Recopiez mot pour mot, du début à la fin, le texte sur la façon dont les médias français montrent la Tunisie.

> _Texte présenté_
==================================================

« Législatives en Tunisie : le parti laïc Nidaa Tounes remporte les élections »1, « La Tunisie vote laïque ! »2, « Elections en Tunisie : le parti laïc serait en tête, Ennahdha deuxième »3, « Tunisie : le chef d’Ennahdha a félicité le victorieux parti laïc »
L’image rendue par les média étrangers – essentiellement les média français – de la société tunisienne et de sa scène politique est une image déformée, simpliste, fausse. La Tunisie est dépeinte comme étant cette évidente dichotomie : laïcs contre islamistes, éclairés contre obscurantistes.
La France se débattant vainement pour défendre sa définition de la laïcité se sent dans l’obligation d’exporter ce concept inadapté et de l’imposer à une société, autrefois dominée, aujourd’hui indépendante. Est-il nécessaire de le rappeler ?
Comme l’exprime très élégamment Edward S. Saïd dans son introduction à l’Orientalisme :
L’essentiel, pour le visiteur européen, c’est la représentation que l’Europe se fait de l’Orient et de son destin présent, qui ont l’un et l’autre une signification toute particulière, nationale, pour le journaliste et ses lecteurs français
Edward S. Saïd, L’Orientalisme, (ed. 2003).
Comment ne pas retrouver dans l’expression des média français cette empreinte toute particulière de l’orientalisme, celle de se représenter l’ailleurs selon les cadres que l’on veut bien lui définir depuis la rive Nord de la Méditerranée.
Ainsi, la société Tunisienne, ses 3000 ans d’histoire, sa culture bien particulière et unique que tout visiteur s’intéressant quelque peu au pays ne manquera pas de vous rapporter, sa langue, ses intellectuels, ses penseurs, sa spiritualité, ses citoyens et sa nation, tout ça, balayé. Il ne reste plus qu’islamistes et laïcs. Ibn Khaldoun, Abou Kacem El Chebbi et Farhat Hached seraient estomaqués par cette vulgarisation orientaliste, très éloignée de la réalité tunisienne. Le tunisien se sentirait presque insulté.

==================================================

> _Données fournies_
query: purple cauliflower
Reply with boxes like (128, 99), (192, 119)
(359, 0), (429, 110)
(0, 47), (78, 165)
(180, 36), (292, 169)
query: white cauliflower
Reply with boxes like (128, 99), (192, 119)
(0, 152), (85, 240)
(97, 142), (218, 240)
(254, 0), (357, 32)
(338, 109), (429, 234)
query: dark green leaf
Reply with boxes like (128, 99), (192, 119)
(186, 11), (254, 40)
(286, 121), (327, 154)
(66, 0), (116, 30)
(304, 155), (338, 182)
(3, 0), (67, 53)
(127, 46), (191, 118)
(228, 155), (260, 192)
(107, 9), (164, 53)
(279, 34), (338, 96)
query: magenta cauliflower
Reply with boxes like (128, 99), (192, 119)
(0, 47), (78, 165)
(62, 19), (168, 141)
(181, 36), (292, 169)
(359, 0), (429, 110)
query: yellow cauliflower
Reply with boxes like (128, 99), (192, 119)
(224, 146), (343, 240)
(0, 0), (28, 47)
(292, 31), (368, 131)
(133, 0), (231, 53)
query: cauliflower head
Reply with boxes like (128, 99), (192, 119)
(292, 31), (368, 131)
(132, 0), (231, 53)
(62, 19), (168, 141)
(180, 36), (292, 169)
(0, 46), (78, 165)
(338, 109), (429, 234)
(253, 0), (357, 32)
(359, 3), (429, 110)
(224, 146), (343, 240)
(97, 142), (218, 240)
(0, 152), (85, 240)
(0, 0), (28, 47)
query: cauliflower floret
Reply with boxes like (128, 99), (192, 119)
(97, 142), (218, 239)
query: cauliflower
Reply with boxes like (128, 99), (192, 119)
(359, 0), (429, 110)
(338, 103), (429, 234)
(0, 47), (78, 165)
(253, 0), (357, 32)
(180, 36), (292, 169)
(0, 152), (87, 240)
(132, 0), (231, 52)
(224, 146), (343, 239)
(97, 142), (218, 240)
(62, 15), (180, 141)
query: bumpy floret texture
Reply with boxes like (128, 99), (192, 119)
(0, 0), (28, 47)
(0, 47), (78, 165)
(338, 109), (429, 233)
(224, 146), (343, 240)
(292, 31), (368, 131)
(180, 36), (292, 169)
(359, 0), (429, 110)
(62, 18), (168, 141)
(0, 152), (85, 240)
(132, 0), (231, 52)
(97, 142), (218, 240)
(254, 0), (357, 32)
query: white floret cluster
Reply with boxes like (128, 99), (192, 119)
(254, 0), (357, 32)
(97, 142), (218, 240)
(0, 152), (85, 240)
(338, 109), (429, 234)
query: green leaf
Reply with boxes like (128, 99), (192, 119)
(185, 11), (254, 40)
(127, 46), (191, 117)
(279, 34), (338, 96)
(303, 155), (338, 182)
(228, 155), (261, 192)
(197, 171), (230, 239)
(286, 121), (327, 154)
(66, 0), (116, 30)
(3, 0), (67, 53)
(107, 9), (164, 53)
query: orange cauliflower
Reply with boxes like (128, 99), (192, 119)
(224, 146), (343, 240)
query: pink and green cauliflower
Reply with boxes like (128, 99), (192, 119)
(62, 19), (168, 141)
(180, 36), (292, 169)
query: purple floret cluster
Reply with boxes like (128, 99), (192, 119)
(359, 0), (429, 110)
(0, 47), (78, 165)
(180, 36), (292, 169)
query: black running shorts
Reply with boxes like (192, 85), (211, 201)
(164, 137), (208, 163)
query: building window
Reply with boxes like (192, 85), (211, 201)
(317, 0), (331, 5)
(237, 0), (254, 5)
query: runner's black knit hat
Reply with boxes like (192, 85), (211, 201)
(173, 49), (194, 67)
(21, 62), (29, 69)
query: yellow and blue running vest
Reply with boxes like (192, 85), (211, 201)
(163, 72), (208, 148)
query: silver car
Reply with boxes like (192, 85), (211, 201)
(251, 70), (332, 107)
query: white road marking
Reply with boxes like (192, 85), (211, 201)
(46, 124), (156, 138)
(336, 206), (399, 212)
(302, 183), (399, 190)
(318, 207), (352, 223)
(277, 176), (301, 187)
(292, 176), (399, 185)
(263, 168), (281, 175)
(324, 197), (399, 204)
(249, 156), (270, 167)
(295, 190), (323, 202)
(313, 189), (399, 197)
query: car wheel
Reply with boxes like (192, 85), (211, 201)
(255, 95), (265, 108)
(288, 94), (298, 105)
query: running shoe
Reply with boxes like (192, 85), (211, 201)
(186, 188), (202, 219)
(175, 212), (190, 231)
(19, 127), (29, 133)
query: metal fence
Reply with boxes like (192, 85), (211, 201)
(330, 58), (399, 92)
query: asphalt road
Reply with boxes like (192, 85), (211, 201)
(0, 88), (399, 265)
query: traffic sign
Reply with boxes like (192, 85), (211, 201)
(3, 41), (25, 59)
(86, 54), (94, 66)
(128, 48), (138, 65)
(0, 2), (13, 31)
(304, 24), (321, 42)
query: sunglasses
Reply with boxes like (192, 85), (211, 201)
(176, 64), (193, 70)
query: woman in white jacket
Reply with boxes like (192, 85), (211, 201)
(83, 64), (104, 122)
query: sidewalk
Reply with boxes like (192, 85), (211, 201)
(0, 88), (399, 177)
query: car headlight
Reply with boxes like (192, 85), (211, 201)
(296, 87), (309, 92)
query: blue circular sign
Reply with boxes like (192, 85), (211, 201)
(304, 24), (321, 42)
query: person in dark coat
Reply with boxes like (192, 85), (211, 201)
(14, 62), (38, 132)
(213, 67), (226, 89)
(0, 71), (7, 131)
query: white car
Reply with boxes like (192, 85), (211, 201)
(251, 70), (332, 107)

==================================================

> _Corrigé_
« Législatives en Tunisie : le parti laïc Nidaa Tounes remporte les élections »1, « La Tunisie vote laïque ! »2, « Elections en Tunisie : le parti laïc serait en tête, Ennahdha deuxième »3, « Tunisie : le chef d’Ennahdha a félicité le victorieux parti laïc »
L’image rendue par les média étrangers – essentiellement les média français – de la société tunisienne et de sa scène politique est une image déformée, simpliste, fausse. La Tunisie est dépeinte comme étant cette évidente dichotomie : laïcs contre islamistes, éclairés contre obscurantistes.
La France se débattant vainement pour défendre sa définition de la laïcité se sent dans l’obligation d’exporter ce concept inadapté et de l’imposer à une société, autrefois dominée, aujourd’hui indépendante. Est-il nécessaire de le rappeler ?
Comme l’exprime très élégamment Edward S. Saïd dans son introduction à l’Orientalisme :
L’essentiel, pour le visiteur européen, c’est la représentation que l’Europe se fait de l’Orient et de son destin présent, qui ont l’un et l’autre une signification toute particulière, nationale, pour le journaliste et ses lecteurs français
Edward S. Saïd, L’Orientalisme, (ed. 2003).
Comment ne pas retrouver dans l’expression des média français cette empreinte toute particulière de l’orientalisme, celle de se représenter l’ailleurs selon les cadres que l’on veut bien lui définir depuis la rive Nord de la Méditerranée.
Ainsi, la société Tunisienne, ses 3000 ans d’histoire, sa culture bien particulière et unique que tout visiteur s’intéressant quelque peu au pays ne manquera pas de vous rapporter, sa langue, ses intellectuels, ses penseurs, sa spiritualité, ses citoyens et sa nation, tout ça, balayé. Il ne reste plus qu’islamistes et laïcs. Ibn Khaldoun, Abou Kacem El Chebbi et Farhat Hached seraient estomaqués par cette vulgarisation orientaliste, très éloignée de la réalité tunisienne. Le tunisien se sentirait presque insulté.